## Excerpted text

══════════════════════════════

The energy decomposition analysis of the electron-pair bond formation between Ph˙ and the substituent ˙NX2 shows that interaction energy for the formation of nitrobenzene is about half of the formation of aniline (−74.1 kcal mol−1 and −143.6 kcal mol−1, respectively) and the C–N bond is also shorter in aniline than in nitrobenzene (1.389 Å and 1.492 Å, respectively). The longer C–N distance in nitrobenzene is caused by the larger Pauli repulsion (330.0 kcal mol−1 for Ph–NO2 and 288.5 for Ph–NH2). Compression of the C–N distance in nitrobenzene to the distance in aniline makes the Pauli repulsion go up from 330.0 kcal mol−1 to 445.0 kcal mol−1, whereas in aniline the Pauli repulsion is only 288.5 kcal mol−1 at 1.389 Å. The shortening of the C–N distance in nitrobenzene results in an increase of 115.0 kcal of the Pauli repulsion and only in an extra attraction of −111.4 kcal mol−1 of the bonding components (electrostatic and orbital interaction). The σ MO diagram shows the repulsive interaction between the occupied σHOMO−1 of Ph˙ and σHOMO−1 of ˙NO2, which is absent in the σ MO diagram of aniline (see Fig. 1 and 2). The largest bonding contribution to the interaction energy is the A1 component of the orbital interaction (that is the formation of the electron-pair bond), which amounts to −239.5 kcal mol−1 for aniline and −217.7 kcal mol−1 for nitrobenzene. The electrostatic interaction is of similar strength for both systems: −160.0 kcal mol−1 for aniline and −161.2 kcal mol−1 for nitrobenzene. Note that the ΔEA2 and ΔEB2 only account for polarization within each fragment as the A2 and B2 orbitals have no amplitude on the atoms located on the C2 rotation axis and therefore do not overlap.

The stabilization caused by the donor–acceptor interactions in the B1 irreducible representation (that is in the π electronic system) is larger for aniline (−24.9 kcal mol−1) than for nitrobenzene (−17.8 kcal mol−1). Compression of the C–N bond in Ph–NO2 to the distance of Ph–NH2 enlarges the ΔEB1 to −26.9 kcal mol−1.

For both substituents, NH2 and NO2, the formation of the electron-pair bond in the σ electronic system causes the singly occupied molecular orbital (SOMO) of the phenyl radical to donate 0.2 electrons to the SOMO of the substituent accounting for the inductive effect of the substituent. In the case of nitrobenzene, the bond formation is accompanied by the Pauli repulsive interaction between occupied orbitals on the Ph˙ and ˙NO2 fragments (see Fig. 2).

The donor–acceptor interactions in the π electronic system of aniline and nitrobenzene have an opposite effect on the phenyl radical: NH2 is electron donating and NO2 is electron-withdrawing. The MO diagrams illustrate this clearly. For aniline, the π-orbital of the NH2 group donates 0.17 electrons to the πLUMO+1 orbital of the benzene ring (see Fig. 1). This counteracts the charge-flow in the σ system. There is also Pauli repulsion between the πHOMO on Ph˙ and ˙NH2, which pushes up the energy of the πHOMO of aniline to −4.6 eV and accounts for the activation towards electrophilic substitution and not the donor–acceptor interactions. This mechanism has also been encountered in the study of the substituent effects on the optical properties of naphthalene diimides.11c

In the case of nitrobenzene, the electron transfer goes in the opposite direction. The πLUMO of the NO2 group accepts 0.11 electrons from the π-system of the benzene ring increasing the deactivation for electrophilic substitution (see Fig. 2). The πHOMO of nitrobenzene lies at −7.0 eV, which is 2.4 eV lower than the same orbital in aniline and explains the lower reactivity of nitrobenzene.

══════════════════════════════

## Given records

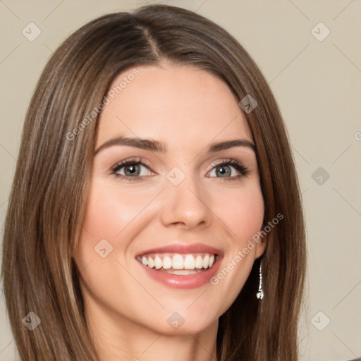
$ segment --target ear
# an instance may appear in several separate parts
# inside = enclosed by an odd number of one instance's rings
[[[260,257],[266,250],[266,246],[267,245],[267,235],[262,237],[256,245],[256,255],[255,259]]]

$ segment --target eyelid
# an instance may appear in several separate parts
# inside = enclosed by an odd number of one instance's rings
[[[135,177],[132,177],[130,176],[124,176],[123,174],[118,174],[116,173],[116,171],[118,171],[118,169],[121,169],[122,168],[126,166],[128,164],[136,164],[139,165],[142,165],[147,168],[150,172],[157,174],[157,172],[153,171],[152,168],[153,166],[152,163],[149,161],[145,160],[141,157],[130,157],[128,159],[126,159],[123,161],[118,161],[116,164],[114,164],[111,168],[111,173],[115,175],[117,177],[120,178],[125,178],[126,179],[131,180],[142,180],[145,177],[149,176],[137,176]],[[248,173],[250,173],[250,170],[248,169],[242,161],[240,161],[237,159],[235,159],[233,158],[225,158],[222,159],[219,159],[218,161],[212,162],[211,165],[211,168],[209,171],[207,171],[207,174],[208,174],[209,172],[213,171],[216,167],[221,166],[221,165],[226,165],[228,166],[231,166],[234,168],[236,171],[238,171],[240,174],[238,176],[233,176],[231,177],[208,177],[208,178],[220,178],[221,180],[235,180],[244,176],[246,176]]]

══════════════════════════════

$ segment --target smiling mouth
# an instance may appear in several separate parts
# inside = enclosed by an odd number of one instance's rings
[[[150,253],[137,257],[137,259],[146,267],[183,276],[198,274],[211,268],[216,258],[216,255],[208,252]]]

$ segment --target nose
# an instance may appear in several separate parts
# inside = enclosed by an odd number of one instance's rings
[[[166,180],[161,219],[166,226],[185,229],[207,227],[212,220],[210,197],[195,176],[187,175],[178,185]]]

══════════════════════════════

## Exercise instructions
1. In the excerpt on bonding in aniline and nitrobenzene, what is the C–N bond length in nitrobenzene?
2. According to the excerpt on bonding in aniline and nitrobenzene, why is the C–N distance longer in nitrobenzene than in aniline?
3. Carry on the excerpt on bonding in aniline and nitrobenzene from its last sentence.

## Answers for this exercise
1. 1.492 Å.

2. The Pauli repulsion is larger in nitrobenzene (330.0 kcal mol−1 versus 288.5 kcal mol−1 for aniline). Shortening the bond to aniline's length would raise that repulsion by 115.0 kcal mol−1 but add only −111.4 kcal mol−1 of electrostatic and orbital attraction.

3.
Another way to investigate the effect of the substituents is to rotate the substituents by 90 degrees, that is, perpendicular to the plane of the benzene ring and analyze the capability of the substituents to participate in the π-electron delocalization of the ring. The donor–acceptor interactions are either lost as in the nitrobenzene or become negligible as in aniline (the amino group donates only 0.03 electrons, see Fig. S1 and S2, ESI). Rotation of the substituent NX2 (the rotation barriers are given in Table S1, ESI) switches off the donor–acceptor interactions in the π electronic system, however the energetic loss is quite small in both cases. For nitrobenzene, ΔEπ goes from −18.5 kcal mol−1 to −11.0 kcal mol−1 and for aniline from −25.1 kcal mol−1 to −11.0 kcal mol−1. Clearly, the π orbitals of the phenyl ring can also interact with the perpendicular substituent and the π delocalization is therefore not switched off completely (see Fig. S1 and S2 in the ESI, for the MO diagrams for the perpendicular conformation).

After this explanation of the activating and deactivating effects of the NH2 and NO2 substituents on the benzene ring based on the MO diagrams, we would also like to understand the directionality of the electrophilic attack. Recently, Fievez et al.10c showed that the orbital interaction is the driving force towards selectivity in electrophilic aromatic substitution for activating substituents, but it is not the main factor for the NO2 substituent. They studied the interaction energy and its components (eqn (1)) between monosubstituted benzene derivatives and a model electrophile at the onset of the reaction in a plane parallel to the molecular plane.

Here, we would like to analyze the molecular orbitals of the substituted benzenes in terms of the contribution of the 2pz orbitals on the carbon, nitrogen and oxygen atoms to the molecular π orbitals, allowing us to explain the directionality from the molecular orbital perspective (see Fig. 3). The high contribution of a 2pz orbital on a certain carbon atom to the πHOMO of the substituted benzene will direct the electrophilic attack towards that atom because of the larger overlap between the accepting orbital of the electrophile and the πHOMO of the substituted benzene. The most favorable interaction occurs at the atom with the highest 2pz contribution to the πHOMO.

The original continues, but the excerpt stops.